▸ What you should do
Could you transcribe the material below exactly, without leaving out a single line?

▸ Dataset extract
###

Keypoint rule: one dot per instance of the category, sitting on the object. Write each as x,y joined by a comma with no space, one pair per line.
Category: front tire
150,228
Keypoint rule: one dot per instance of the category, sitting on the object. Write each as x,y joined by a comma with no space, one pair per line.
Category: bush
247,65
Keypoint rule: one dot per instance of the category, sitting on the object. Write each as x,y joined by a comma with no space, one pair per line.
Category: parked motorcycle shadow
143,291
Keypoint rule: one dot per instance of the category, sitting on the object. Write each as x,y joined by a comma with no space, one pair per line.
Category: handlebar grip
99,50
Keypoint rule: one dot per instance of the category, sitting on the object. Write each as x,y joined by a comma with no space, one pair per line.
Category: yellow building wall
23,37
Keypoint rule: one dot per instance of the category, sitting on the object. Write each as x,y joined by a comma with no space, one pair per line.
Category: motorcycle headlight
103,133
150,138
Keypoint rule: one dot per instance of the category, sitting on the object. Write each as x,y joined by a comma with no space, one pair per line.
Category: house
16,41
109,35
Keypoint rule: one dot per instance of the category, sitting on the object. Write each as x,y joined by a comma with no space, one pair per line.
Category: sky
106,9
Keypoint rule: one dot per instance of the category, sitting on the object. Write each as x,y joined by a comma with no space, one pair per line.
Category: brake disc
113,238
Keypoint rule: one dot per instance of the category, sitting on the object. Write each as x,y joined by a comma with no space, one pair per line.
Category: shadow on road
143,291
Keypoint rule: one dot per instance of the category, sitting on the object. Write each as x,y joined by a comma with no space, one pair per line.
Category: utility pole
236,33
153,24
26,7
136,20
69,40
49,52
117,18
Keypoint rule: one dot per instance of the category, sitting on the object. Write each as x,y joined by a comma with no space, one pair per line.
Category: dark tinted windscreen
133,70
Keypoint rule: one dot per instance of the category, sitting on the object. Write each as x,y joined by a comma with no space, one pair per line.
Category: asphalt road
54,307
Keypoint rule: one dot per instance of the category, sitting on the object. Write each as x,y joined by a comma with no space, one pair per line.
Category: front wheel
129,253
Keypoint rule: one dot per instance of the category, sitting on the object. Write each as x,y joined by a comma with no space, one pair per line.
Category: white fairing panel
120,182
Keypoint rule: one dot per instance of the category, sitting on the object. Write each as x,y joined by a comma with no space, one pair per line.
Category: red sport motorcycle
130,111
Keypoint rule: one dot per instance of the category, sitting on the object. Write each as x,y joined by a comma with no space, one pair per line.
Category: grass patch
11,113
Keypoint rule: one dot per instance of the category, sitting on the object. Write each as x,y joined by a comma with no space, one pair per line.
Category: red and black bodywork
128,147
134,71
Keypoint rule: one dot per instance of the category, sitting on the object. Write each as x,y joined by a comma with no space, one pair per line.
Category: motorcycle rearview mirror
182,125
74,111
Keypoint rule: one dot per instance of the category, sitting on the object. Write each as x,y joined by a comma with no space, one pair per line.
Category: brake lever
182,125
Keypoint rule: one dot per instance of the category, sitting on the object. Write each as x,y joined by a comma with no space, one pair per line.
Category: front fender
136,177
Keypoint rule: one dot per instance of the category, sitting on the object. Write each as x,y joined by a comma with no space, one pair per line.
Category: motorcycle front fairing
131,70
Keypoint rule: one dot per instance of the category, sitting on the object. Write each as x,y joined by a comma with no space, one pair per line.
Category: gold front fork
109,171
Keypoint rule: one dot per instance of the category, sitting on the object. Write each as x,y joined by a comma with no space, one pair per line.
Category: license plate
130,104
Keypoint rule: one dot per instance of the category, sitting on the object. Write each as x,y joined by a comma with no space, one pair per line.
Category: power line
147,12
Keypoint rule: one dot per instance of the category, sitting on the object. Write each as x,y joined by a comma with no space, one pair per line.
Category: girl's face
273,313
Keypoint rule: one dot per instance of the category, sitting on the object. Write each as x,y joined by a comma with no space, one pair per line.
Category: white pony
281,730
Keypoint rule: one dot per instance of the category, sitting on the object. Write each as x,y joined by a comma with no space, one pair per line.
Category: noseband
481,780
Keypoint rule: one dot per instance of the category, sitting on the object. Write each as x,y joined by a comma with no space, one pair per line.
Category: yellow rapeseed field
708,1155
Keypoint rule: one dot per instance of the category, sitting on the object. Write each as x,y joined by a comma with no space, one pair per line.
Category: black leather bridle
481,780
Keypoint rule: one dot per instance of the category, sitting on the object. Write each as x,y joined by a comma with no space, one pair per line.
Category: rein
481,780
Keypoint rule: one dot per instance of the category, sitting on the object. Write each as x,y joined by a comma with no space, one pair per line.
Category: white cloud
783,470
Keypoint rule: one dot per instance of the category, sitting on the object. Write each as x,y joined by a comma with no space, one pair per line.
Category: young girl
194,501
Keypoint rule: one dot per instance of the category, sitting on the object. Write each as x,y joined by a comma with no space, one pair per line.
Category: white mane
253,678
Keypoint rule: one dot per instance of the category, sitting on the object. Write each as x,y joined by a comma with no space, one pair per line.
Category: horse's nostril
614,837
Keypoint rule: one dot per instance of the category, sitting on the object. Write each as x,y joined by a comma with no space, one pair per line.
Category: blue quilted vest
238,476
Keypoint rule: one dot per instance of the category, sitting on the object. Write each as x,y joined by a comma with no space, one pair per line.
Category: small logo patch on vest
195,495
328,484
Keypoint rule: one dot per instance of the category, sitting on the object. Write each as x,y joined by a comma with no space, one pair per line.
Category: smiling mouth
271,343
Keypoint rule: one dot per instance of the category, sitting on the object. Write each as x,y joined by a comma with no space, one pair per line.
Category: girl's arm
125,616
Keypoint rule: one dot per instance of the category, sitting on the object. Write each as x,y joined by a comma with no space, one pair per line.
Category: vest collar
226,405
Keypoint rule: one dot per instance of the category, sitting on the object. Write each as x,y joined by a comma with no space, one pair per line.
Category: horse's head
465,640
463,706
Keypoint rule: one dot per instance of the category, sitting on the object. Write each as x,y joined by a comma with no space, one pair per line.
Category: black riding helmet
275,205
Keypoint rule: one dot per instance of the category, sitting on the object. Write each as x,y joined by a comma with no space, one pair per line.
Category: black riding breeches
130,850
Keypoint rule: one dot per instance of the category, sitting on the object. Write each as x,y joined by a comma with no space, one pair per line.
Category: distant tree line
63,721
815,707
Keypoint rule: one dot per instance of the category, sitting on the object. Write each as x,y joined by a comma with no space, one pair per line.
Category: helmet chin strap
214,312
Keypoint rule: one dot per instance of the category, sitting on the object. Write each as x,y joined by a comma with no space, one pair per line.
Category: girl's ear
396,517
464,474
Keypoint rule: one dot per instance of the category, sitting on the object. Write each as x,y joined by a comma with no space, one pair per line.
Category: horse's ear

###

▸ Response to the task
Keypoint rule: one dot per instance of the category, sitting on the object. Write each as x,y joined by a comma with no space, one pair per line.
Category: front tire
150,228
Keypoint rule: one dot per instance of the category, sitting on the object. Write each as x,y joined by a comma with no space, one pair per line.
Category: bush
247,65
Keypoint rule: one dot per instance of the category, sitting on the object. Write each as x,y joined by a comma with no space, one pair per line.
Category: parked motorcycle shadow
143,291
Keypoint rule: one dot per instance of the category, sitting on the object. Write each as x,y joined by a comma with no space, one pair per line.
Category: handlebar grip
99,50
Keypoint rule: one dot per instance of the category, sitting on the object. Write each as x,y joined by a comma with no space, one pair per line.
Category: yellow building wall
23,37
Keypoint rule: one dot per instance of the category, sitting on the object. Write each as x,y joined by a comma with no space, one pair per line.
Category: motorcycle headlight
103,133
150,138
Keypoint rule: one dot per instance of the category, sitting on the object. Write each as x,y joined by a comma with no space, one pair per line.
Category: house
16,41
109,35
Keypoint rule: one dot per instance of the category, sitting on the object. Write each as x,y joined by a comma with no space, one pair per line.
Category: sky
106,9
Keypoint rule: one dot per instance of the category, sitting on the object. Write each as x,y joined by a comma with no space, one pair per line.
Category: brake disc
113,238
Keypoint rule: one dot per instance of the category, sitting on the object. Write each as x,y joined by a comma with no space, one pair per line.
Category: shadow on road
143,291
Keypoint rule: one dot per instance of the category, sitting on the object. Write each as x,y joined by a comma with no space, one pair per line.
Category: utility pole
236,33
153,24
26,7
136,20
69,40
49,52
117,18
Keypoint rule: one dot per instance of the category, sitting on the object. Write each as x,y joined by a comma with no space, one pair per line.
Category: dark tinted windscreen
133,70
Keypoint rule: one dot per instance of the category, sitting on the object. Write each as x,y joined by a comma with no space, one pair per line.
Category: asphalt road
54,307
Keypoint rule: one dot per instance of the category, sitting on the object. Write each as x,y joined by a comma with no space, one pair per line.
Category: front wheel
129,253
Keypoint rule: one dot per instance of the category, sitting on the object. Write each as x,y joined by a comma with no space, one pair per line.
Category: white fairing panel
120,182
Keypoint rule: one dot per instance of the category, sitting on the object. Write each as x,y joined by a comma with no space, one pair per line.
Category: red sport motorcycle
130,111
Keypoint rule: one dot per instance of the category, sitting on the object. Write each as x,y joined by a comma with no space, one pair per line.
Category: grass patch
11,113
Keypoint rule: one dot per instance of the category, sitting on the object. Write each as x,y joined by a comma with no space, one pair per line.
Category: red and black bodywork
128,147
134,71
Keypoint rule: one dot per instance of the category, sitting on the object. Write each as x,y joined by a comma with no space, one pair per line.
Category: motorcycle rearview mirror
182,125
74,111
Keypoint rule: one dot per instance of the category, sitting on the object. Write each as x,y joined by a comma with no space, one pair per line.
Category: brake lever
182,125
Keypoint rule: one dot per instance of the category, sitting on the object. Write each as x,y joined by a comma with no space, one pair per line.
Category: front fender
136,177
Keypoint rule: one dot per instance of the category, sitting on the object. Write each as x,y joined by a comma with no space, one pair per line.
Category: motorcycle front fairing
131,70
Keypoint rule: one dot per instance of the category, sitting on the object. Write each as x,y joined by a comma with no space, one pair per line.
Category: gold front fork
109,171
Keypoint rule: one dot per instance of the category, sitting on the object. Write each as x,y joined by a comma with no space, one pair per line.
Category: license plate
130,104
Keypoint rule: one dot per instance of the category, sitting on the object. Write each as x,y joined by a comma with no space, one pair per line.
Category: power line
147,12
Keypoint rule: one dot per instance of the category, sitting on the object. Write each as x,y joined by a comma with no space, one pair per line.
Category: girl's face
273,313
Keypoint rule: one dot per instance of the category, sitting on the object. Write each as x,y joined by a comma with no space, one pair per line.
Category: white pony
281,730
Keypoint rule: one dot per instance of the category, sitting on the object. Write each as x,y joined by a comma with no space, one pair per line.
Category: noseband
481,780
Keypoint rule: one dot per instance of the category, sitting on the object. Write each as x,y joined by a comma with no space, one pair per line.
Category: yellow rapeseed field
708,1155
Keypoint rule: one dot per instance of the category, sitting on the object. Write each as x,y joined by a comma with no space, one pair per line.
Category: black leather bridle
481,780
Keypoint rule: one dot per instance of the category, sitting on the object. Write each as x,y joined by a comma with no space, one pair per line.
Category: rein
481,780
Keypoint rule: one dot per instance of the category, sitting on the object. Write each as x,y joined by a comma with no space, one pair per line.
Category: white cloud
783,470
Keypoint rule: one dot per instance of the category, sitting on the object. Write each as x,y joined by a comma with no space, one pair per line.
Category: young girl
194,501
Keypoint rule: one dot per instance of the category, sitting on the object. Write each as x,y joined by a comma with no space, one pair per line.
Category: white mane
253,678
Keypoint rule: one dot per instance of the category, sitting on the object. Write each as x,y joined by a comma with no space, one pair per line.
Category: horse's nostril
614,837
Keypoint rule: one dot per instance of the category, sitting on the object. Write each as x,y joined by a comma with no space, one pair per line.
Category: blue quilted vest
238,476
Keypoint rule: one dot per instance of the category, sitting on the object. Write each as x,y joined by a comma with no space, one pair per line.
Category: small logo patch on vest
195,495
328,484
Keypoint rule: one dot per instance of the category, sitting on the object. Write each as x,y joined by a comma with no space, one pair per line.
Category: smiling mouth
271,343
Keypoint rule: one dot per instance of the category, sitting on the object. Write each as x,y joined by a comma with no space, one pair per line.
Category: girl's arm
125,616
Keypoint rule: one dot per instance of the category, sitting on the object. Write each as x,y joined by a comma with no space, one pair per line.
Category: vest collar
226,405
Keypoint rule: one dot per instance of the category, sitting on the object. Write each as x,y joined by a comma with no space, one pair per line.
Category: horse's head
465,640
463,706
Keypoint rule: one dot per instance of the category, sitting on the object. Write each as x,y joined by a comma with no space, one pair per line.
Category: black riding helmet
275,205
Keypoint rule: one dot per instance of the category, sitting on the object. Write each as x,y joined by a comma with no space, one pair per line.
Category: black riding breeches
130,850
Keypoint rule: one dot per instance of the category, sitting on the object. Write each as x,y joined by a comma with no space, one pair per line.
Category: distant tree line
63,721
815,707
Keypoint rule: one dot per instance of the category, sitting on the object. Write each as x,y joined by a comma with no space, one pair per line.
Category: helmet chin strap
214,312
Keypoint rule: one dot per instance of the category, sitting on the object. Write each as x,y joined by a comma with no space, one pair per line.
Category: girl's ear
396,517
464,474
Keypoint rule: one dot per instance of the category, sitting on the object. Write each as x,y joined by a comma with no space, one pair per line.
Category: horse's ear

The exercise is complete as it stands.